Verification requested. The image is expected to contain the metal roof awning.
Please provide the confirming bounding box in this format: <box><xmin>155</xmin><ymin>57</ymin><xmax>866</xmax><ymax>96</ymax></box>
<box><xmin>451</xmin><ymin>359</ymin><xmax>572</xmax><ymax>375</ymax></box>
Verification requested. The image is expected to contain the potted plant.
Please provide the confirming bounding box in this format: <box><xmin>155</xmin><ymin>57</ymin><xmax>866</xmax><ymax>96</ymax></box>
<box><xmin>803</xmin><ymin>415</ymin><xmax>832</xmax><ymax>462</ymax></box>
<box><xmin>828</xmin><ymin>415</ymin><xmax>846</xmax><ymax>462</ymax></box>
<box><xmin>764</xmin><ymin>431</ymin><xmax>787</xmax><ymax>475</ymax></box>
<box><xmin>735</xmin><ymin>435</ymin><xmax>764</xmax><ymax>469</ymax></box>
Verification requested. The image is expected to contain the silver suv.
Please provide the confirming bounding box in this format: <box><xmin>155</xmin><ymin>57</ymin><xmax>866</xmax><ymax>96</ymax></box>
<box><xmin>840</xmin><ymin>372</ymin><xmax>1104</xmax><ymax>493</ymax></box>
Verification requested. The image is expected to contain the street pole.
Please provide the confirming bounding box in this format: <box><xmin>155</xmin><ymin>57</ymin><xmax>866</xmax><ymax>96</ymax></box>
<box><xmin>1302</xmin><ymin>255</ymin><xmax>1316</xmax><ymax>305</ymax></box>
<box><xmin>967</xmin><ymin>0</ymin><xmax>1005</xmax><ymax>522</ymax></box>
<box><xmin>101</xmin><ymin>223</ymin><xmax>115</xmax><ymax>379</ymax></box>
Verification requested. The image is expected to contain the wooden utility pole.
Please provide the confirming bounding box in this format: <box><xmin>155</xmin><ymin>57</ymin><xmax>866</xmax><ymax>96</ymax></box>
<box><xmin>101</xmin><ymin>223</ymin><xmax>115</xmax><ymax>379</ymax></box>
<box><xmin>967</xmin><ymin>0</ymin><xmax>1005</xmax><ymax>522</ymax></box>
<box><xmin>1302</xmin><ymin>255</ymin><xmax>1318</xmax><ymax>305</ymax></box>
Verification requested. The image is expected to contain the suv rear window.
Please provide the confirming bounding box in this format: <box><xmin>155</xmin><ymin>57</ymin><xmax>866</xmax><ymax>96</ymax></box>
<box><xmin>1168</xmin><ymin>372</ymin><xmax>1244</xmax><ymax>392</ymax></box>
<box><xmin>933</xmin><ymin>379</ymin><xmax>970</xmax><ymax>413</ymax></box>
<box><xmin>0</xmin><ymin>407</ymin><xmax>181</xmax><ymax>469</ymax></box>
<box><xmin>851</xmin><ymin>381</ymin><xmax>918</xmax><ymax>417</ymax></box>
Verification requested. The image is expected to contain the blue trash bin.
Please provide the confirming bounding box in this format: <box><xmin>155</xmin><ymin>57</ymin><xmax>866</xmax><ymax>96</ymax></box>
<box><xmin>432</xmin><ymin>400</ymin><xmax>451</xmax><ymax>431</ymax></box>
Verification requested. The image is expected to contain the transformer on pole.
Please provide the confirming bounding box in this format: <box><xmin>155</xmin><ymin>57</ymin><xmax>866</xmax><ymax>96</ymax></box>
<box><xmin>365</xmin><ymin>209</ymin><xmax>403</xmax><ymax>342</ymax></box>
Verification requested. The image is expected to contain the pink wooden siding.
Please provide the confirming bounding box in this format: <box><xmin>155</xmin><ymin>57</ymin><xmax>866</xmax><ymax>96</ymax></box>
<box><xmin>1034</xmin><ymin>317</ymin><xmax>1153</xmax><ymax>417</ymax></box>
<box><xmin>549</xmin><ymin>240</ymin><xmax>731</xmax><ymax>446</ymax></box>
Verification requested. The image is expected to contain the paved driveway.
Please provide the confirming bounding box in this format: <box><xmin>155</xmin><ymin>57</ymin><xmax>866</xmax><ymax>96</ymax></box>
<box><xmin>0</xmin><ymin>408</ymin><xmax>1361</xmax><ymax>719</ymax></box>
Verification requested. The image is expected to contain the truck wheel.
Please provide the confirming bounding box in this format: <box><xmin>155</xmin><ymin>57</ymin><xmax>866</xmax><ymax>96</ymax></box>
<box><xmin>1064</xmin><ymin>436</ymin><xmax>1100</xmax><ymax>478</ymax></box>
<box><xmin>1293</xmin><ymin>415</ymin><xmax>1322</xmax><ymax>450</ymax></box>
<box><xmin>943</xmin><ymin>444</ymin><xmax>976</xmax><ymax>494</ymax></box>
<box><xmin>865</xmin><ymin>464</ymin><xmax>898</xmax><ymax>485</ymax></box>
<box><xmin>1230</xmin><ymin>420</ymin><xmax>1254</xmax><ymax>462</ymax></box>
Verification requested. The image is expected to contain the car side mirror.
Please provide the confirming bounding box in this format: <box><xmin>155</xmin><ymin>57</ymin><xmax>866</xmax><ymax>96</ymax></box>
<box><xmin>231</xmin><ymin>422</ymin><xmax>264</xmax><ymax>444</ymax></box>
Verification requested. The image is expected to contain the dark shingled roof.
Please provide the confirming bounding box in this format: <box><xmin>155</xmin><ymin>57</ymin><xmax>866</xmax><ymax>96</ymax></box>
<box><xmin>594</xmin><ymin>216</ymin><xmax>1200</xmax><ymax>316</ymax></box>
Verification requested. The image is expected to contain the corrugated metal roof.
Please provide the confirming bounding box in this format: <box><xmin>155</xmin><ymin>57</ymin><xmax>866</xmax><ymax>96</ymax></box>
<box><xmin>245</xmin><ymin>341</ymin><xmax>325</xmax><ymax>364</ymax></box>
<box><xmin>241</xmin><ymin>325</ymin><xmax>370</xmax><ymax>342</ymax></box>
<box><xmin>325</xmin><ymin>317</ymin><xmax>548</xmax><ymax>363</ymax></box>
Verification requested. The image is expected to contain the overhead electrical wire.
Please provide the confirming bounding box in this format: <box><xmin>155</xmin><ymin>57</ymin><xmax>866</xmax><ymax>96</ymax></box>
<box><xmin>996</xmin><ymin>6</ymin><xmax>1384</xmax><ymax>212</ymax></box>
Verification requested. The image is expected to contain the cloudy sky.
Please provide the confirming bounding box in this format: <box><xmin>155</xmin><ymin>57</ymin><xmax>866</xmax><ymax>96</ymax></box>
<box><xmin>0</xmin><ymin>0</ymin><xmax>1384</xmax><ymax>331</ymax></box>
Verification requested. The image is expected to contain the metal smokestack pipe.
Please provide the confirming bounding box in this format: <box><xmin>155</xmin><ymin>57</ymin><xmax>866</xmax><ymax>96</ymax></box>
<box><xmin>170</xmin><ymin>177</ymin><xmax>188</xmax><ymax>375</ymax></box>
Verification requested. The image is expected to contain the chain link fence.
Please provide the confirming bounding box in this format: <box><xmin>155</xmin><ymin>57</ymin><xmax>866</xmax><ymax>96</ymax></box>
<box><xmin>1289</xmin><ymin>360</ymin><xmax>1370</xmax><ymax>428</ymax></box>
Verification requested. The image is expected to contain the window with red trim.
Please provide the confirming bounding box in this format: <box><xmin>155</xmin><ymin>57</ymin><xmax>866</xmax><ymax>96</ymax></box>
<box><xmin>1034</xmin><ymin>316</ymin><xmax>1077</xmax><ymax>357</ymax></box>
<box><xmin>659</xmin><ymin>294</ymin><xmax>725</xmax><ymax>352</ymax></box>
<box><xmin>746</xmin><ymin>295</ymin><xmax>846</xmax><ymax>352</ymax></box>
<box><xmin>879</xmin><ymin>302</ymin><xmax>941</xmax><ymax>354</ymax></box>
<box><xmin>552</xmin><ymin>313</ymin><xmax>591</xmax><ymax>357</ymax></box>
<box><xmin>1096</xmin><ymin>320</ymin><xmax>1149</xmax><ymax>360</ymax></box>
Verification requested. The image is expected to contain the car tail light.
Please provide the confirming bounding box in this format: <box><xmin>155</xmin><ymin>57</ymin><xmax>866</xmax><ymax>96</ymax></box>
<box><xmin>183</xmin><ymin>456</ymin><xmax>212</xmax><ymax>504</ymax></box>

What you will do =>
Copy out every line of the rows above that contains the word "wooden". Case counts.

Reply to the task =>
Verification requested. The image is expected to contain the wooden utility pole.
Verification requested. The image is expected to contain the pink wooden siding.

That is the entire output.